If a line below includes the string "upper", copy it.

Saved data entries
• • • • • • •

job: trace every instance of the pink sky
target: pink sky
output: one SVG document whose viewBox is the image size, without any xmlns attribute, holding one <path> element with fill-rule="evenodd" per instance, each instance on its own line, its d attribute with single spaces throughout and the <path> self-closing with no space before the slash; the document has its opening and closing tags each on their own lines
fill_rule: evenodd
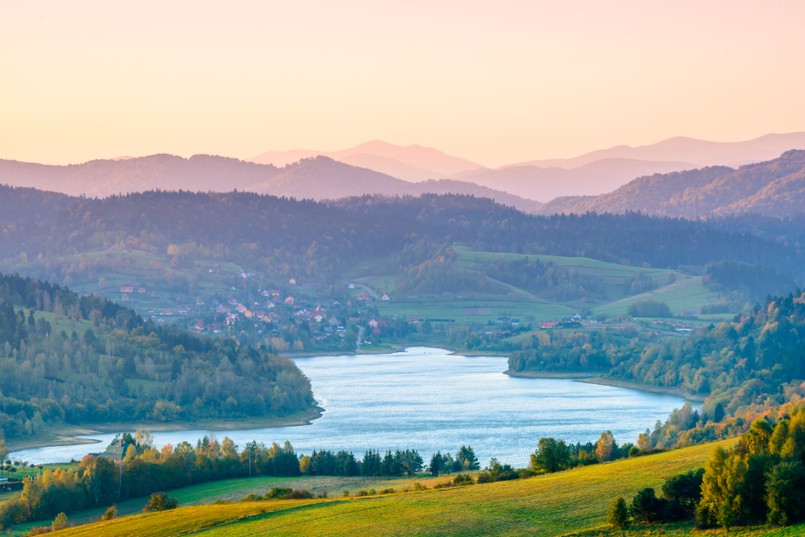
<svg viewBox="0 0 805 537">
<path fill-rule="evenodd" d="M 803 131 L 803 36 L 801 0 L 3 2 L 0 158 Z"/>
</svg>

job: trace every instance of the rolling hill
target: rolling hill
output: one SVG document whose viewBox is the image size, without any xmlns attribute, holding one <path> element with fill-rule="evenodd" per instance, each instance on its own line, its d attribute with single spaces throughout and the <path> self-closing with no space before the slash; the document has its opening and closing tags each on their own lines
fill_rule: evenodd
<svg viewBox="0 0 805 537">
<path fill-rule="evenodd" d="M 755 213 L 792 217 L 805 207 L 805 151 L 733 169 L 713 166 L 640 177 L 600 196 L 558 198 L 542 214 L 624 213 L 698 218 Z"/>
<path fill-rule="evenodd" d="M 613 498 L 631 497 L 643 487 L 659 488 L 672 475 L 703 467 L 714 448 L 704 444 L 470 487 L 199 505 L 79 526 L 58 535 L 561 535 L 602 526 Z"/>
<path fill-rule="evenodd" d="M 467 181 L 410 183 L 329 157 L 305 158 L 282 168 L 214 155 L 194 155 L 185 159 L 163 154 L 93 160 L 68 166 L 0 160 L 0 184 L 89 197 L 157 189 L 193 192 L 228 192 L 234 189 L 314 200 L 374 194 L 415 196 L 451 193 L 490 198 L 523 211 L 531 211 L 539 205 L 535 201 Z"/>
</svg>

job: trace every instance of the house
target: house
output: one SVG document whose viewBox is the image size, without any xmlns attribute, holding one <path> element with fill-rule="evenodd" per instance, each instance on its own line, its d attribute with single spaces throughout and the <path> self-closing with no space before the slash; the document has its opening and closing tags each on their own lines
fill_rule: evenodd
<svg viewBox="0 0 805 537">
<path fill-rule="evenodd" d="M 288 304 L 289 306 L 293 306 L 294 298 L 292 296 L 286 296 L 285 303 Z"/>
<path fill-rule="evenodd" d="M 120 292 L 121 293 L 133 293 L 134 292 L 134 286 L 133 285 L 122 285 L 120 287 Z"/>
<path fill-rule="evenodd" d="M 137 292 L 144 295 L 148 290 L 145 287 L 138 287 Z"/>
<path fill-rule="evenodd" d="M 383 296 L 380 297 L 380 300 L 382 300 L 383 302 L 388 302 L 389 300 L 391 300 L 391 297 L 389 296 L 388 293 L 383 293 Z"/>
<path fill-rule="evenodd" d="M 543 330 L 546 330 L 549 328 L 556 328 L 556 324 L 557 324 L 556 321 L 545 321 L 540 323 L 539 327 L 542 328 Z"/>
</svg>

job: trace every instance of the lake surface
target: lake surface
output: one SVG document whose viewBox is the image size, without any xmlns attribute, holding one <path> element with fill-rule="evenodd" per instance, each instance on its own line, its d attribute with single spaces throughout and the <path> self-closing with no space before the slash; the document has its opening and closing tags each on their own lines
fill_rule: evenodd
<svg viewBox="0 0 805 537">
<path fill-rule="evenodd" d="M 490 457 L 523 467 L 541 437 L 595 442 L 610 430 L 618 443 L 665 420 L 683 399 L 570 379 L 524 379 L 504 375 L 506 358 L 465 357 L 432 348 L 362 356 L 298 358 L 324 415 L 311 425 L 219 431 L 241 448 L 252 440 L 289 440 L 297 453 L 345 449 L 417 449 L 455 453 L 462 444 L 482 465 Z M 132 425 L 131 432 L 137 428 Z M 153 433 L 157 447 L 209 434 L 205 430 Z M 41 464 L 80 460 L 103 451 L 113 434 L 92 435 L 98 444 L 18 451 L 12 459 Z"/>
</svg>

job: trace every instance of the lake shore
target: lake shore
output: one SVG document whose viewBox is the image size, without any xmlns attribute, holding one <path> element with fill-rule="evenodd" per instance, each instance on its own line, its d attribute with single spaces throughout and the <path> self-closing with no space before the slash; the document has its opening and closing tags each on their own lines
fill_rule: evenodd
<svg viewBox="0 0 805 537">
<path fill-rule="evenodd" d="M 600 384 L 602 386 L 614 386 L 616 388 L 628 388 L 640 392 L 659 393 L 663 395 L 675 395 L 692 403 L 703 403 L 704 396 L 691 395 L 682 388 L 672 388 L 668 386 L 652 386 L 650 384 L 640 384 L 638 382 L 628 382 L 625 380 L 612 379 L 602 376 L 600 373 L 581 373 L 578 371 L 512 371 L 510 369 L 503 372 L 510 377 L 529 378 L 529 379 L 572 379 L 589 384 Z"/>
<path fill-rule="evenodd" d="M 224 432 L 240 429 L 267 429 L 271 427 L 296 427 L 310 425 L 313 420 L 322 416 L 324 409 L 319 406 L 290 414 L 288 416 L 267 416 L 265 418 L 210 419 L 194 421 L 142 421 L 131 423 L 93 423 L 91 426 L 79 427 L 65 425 L 39 435 L 11 440 L 7 443 L 10 452 L 46 446 L 72 446 L 81 444 L 97 444 L 91 437 L 93 434 L 130 432 L 144 429 L 150 432 L 190 431 L 194 429 Z"/>
</svg>

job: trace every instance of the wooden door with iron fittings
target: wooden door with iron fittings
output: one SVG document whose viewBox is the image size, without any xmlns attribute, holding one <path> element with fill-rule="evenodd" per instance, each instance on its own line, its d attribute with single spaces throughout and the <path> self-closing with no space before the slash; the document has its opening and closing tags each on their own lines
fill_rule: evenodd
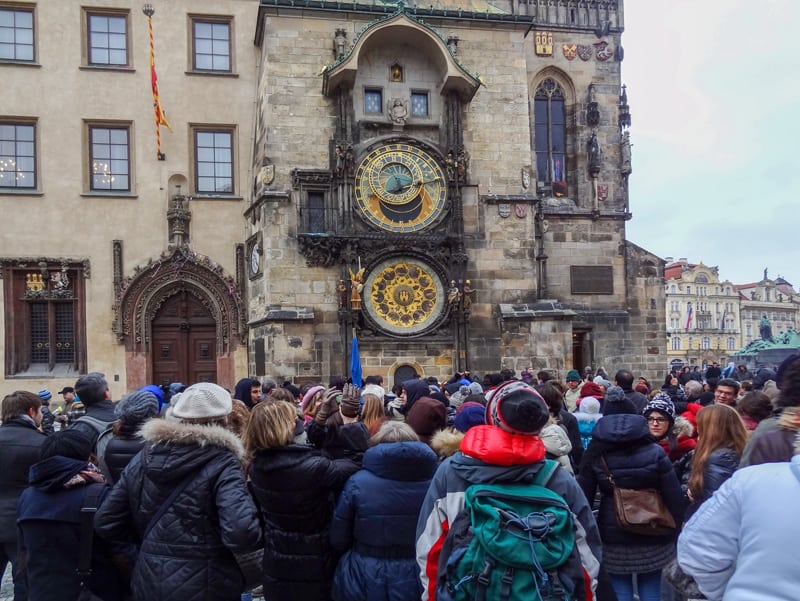
<svg viewBox="0 0 800 601">
<path fill-rule="evenodd" d="M 211 312 L 191 294 L 165 301 L 152 325 L 153 383 L 216 382 L 216 331 Z"/>
</svg>

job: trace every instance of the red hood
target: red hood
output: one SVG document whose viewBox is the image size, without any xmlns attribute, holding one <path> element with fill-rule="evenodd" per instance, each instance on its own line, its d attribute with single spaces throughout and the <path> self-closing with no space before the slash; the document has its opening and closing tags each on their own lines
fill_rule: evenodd
<svg viewBox="0 0 800 601">
<path fill-rule="evenodd" d="M 496 426 L 473 426 L 464 435 L 461 452 L 491 465 L 525 465 L 544 459 L 542 439 L 512 434 Z"/>
<path fill-rule="evenodd" d="M 692 438 L 691 436 L 686 436 L 685 434 L 681 434 L 678 436 L 676 441 L 678 444 L 675 446 L 673 451 L 669 450 L 669 440 L 666 438 L 659 440 L 658 444 L 661 445 L 661 448 L 664 449 L 664 452 L 669 456 L 670 461 L 676 461 L 680 459 L 686 453 L 691 451 L 693 448 L 697 446 L 697 440 Z"/>
</svg>

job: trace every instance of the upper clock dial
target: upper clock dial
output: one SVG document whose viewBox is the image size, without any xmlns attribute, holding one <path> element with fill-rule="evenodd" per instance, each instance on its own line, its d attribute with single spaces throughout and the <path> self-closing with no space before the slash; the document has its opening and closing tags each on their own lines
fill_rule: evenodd
<svg viewBox="0 0 800 601">
<path fill-rule="evenodd" d="M 447 185 L 427 152 L 410 144 L 386 144 L 358 166 L 355 197 L 371 224 L 390 232 L 416 232 L 444 211 Z"/>
</svg>

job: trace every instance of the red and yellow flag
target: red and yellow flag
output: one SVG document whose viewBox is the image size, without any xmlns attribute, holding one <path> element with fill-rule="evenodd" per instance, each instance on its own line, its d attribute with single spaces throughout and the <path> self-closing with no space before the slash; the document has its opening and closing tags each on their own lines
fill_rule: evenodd
<svg viewBox="0 0 800 601">
<path fill-rule="evenodd" d="M 147 16 L 147 29 L 150 33 L 150 86 L 153 89 L 153 110 L 155 111 L 156 118 L 156 151 L 158 152 L 159 160 L 164 159 L 161 153 L 161 126 L 166 125 L 167 129 L 172 132 L 172 127 L 167 121 L 167 115 L 164 109 L 161 108 L 161 99 L 158 96 L 158 75 L 156 75 L 156 51 L 155 44 L 153 43 L 153 17 Z"/>
</svg>

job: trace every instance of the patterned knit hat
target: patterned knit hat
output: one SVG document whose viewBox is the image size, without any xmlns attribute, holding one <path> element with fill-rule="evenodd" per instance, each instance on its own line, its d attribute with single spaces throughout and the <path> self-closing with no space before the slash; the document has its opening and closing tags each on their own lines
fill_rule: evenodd
<svg viewBox="0 0 800 601">
<path fill-rule="evenodd" d="M 39 391 L 39 398 L 42 399 L 42 405 L 49 405 L 50 399 L 53 398 L 53 395 L 50 394 L 50 391 L 47 388 L 43 388 Z"/>
<path fill-rule="evenodd" d="M 114 407 L 114 415 L 131 423 L 143 422 L 157 414 L 158 397 L 149 390 L 132 392 Z"/>
<path fill-rule="evenodd" d="M 178 419 L 208 419 L 227 416 L 233 408 L 230 393 L 211 382 L 192 384 L 172 397 L 172 416 Z"/>
<path fill-rule="evenodd" d="M 581 381 L 581 374 L 578 373 L 577 369 L 571 369 L 567 372 L 567 382 L 580 382 Z"/>
<path fill-rule="evenodd" d="M 657 393 L 642 410 L 642 415 L 648 417 L 653 411 L 658 411 L 669 418 L 671 424 L 675 423 L 675 405 L 666 392 Z"/>
<path fill-rule="evenodd" d="M 519 380 L 498 386 L 486 405 L 486 423 L 512 434 L 537 435 L 549 419 L 544 399 Z"/>
<path fill-rule="evenodd" d="M 603 416 L 606 415 L 619 415 L 623 413 L 630 413 L 637 415 L 636 405 L 633 404 L 628 397 L 625 396 L 625 391 L 619 386 L 612 386 L 606 392 L 606 402 L 603 405 Z"/>
<path fill-rule="evenodd" d="M 318 392 L 324 391 L 324 386 L 312 386 L 309 388 L 308 391 L 306 391 L 306 393 L 303 395 L 303 402 L 300 403 L 300 410 L 305 413 L 305 410 L 308 409 L 308 404 L 311 402 L 311 399 L 313 399 Z"/>
</svg>

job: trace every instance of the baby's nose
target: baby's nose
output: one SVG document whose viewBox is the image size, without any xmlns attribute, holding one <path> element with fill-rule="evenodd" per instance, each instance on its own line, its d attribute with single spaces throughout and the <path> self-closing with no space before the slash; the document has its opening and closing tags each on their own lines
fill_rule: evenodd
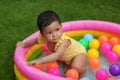
<svg viewBox="0 0 120 80">
<path fill-rule="evenodd" d="M 56 36 L 57 36 L 56 32 L 53 32 L 52 36 L 53 36 L 53 37 L 56 37 Z"/>
</svg>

• • • • • • •

> [ANSWER TO THE PROBLEM]:
job: trace every instance of the upper clock dial
target: upper clock dial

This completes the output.